Page
Mais cette érection est non intromissive la plupart du temps. Ce qui
signifie qu'elle ne s'accompagne pas du tout d'un sentiment très
particulier. Ce sentiment c'est le désir de pénétrer sexuellement
l'autre.
Mais, l'éducation
aidant, on se retrouve le crâne bourré et convaincu que si on bande
il faut y aller. De l'erreur du départ d'avoir honte d'être vu en
érection par une jeune fille, je suis passé par la suite à une
autre erreur. Croire que si je bandais cela signifiait qu'il était
bien, souhaitable, désirable de « faire l'amour »,
cependant que je n'en éprouvais pas l'envie. Et que c'était juste
un raisonnement intellectuel.
Ce raisonnement
intellectuel triomphe dans le domaine de la pornographie, qui est
caricaturale et ridicule. On y voit les bons petits soldats du sexe
entrer et sortir les uns des autres. Sur leur visage s'inscrit le
plus souvent l'ennui et l'indifférence. C'est de la mécanique pure,
de la plomberie sexuelle. Les corps sont beaux. Leur agitation est
factice. On fait comme si on avait envie de s'accoupler. Et les
spectateurs font comme s'ils voyaient des individus « faire
l'amour ». Alors qu'ils ne font que se mettre l'un dans
l'autre, se secouer et faire semblant de jouir en échange d'un
chèque.
Quand à 22 ans j'ai
eu ma première « petite amie », tous les soirs nous
faisions la chose. On mettait le truc dans le machin, on secouait,
terminait l'acte, et ensuite dodo. C'était absurde, artificiel, fait
avec la meilleure volonté du monde de part et d'autre. Une seule
fois pour moi ce fut différent et vraiment extraordinaire. Pour elle
je crois que ça n'a jamais été vraiment passionnant.
Bien plus tard, je
me souviens d'une autre « petite amie ». La première
fois qu'on a fait la chose, j'en ai pris l'initiative. Elle ne s'y
est pas opposée. Mais son expression était faite d'incompréhension
et étonnement. En fait, bien plus tard, en y réfléchissant, j'ai
compris qu'elle n'avait rien ressenti. Elle avait juste rempli le
rôle qu'elle croyait devoir être le sien. Quand on est une jolie
fille nue qui accorde des bisous sur la bouche, dans l'intimité, le
monsieur met son engin dans la dame, voilà. Il faut qu'il entre. Et
comment faire autrement si tous les messieurs proches veulent faire
ça ?

Données fournies
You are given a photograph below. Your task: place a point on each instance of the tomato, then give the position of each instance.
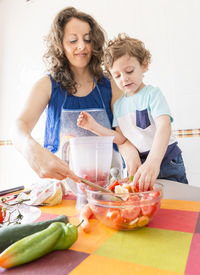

Consignes
**A)** D'après le texte sur le désir et l'érection, à quel âge est venue la première « petite amie » évoquée ?
**B)** Prolongez le texte sur le désir et l'érection à la suite de la phrase « Et comment faire autrement si tous les messieurs proches veulent faire ça ? ».

Corrigé
**A)** À 22 ans.

**B)**
En l'absence de vrai
désir ça se passe comme dans un petit théâtre où chacun rempli
son rôle. Et l'un des deux se dit qu'il « fait l'amour »,
cependant que l'autre attend sagement que la petite affaire soit
terminée.
Mais ça ne marche
pas ainsi longtemps. La Nature a horreur d'être maltraitée. Et, à
la longue nait une terrible agressivité chez l'un des deux acteurs,
le moins motivé des deux, souvent la femme. A cette agressivité va
répondre l'agressivité de l'autre en retour. Ce qui explique que
les séparations sont souvent tendues et conflictuelles.
Une petite amie
subissant patiemment le sort d'amante non désirante avait projeté
une rupture d'avec moi très violente moralement. Elle n'a ensuite
pas agi ainsi. M'en a parlé. Et à ma question : « pourquoi
une telle violence morale ? » n'a pas su quoi répondre. Quatre
mois plus tard elle réussissait sa séparation. C'était la
meilleure et la plus juste des choses qu'elle avait à faire.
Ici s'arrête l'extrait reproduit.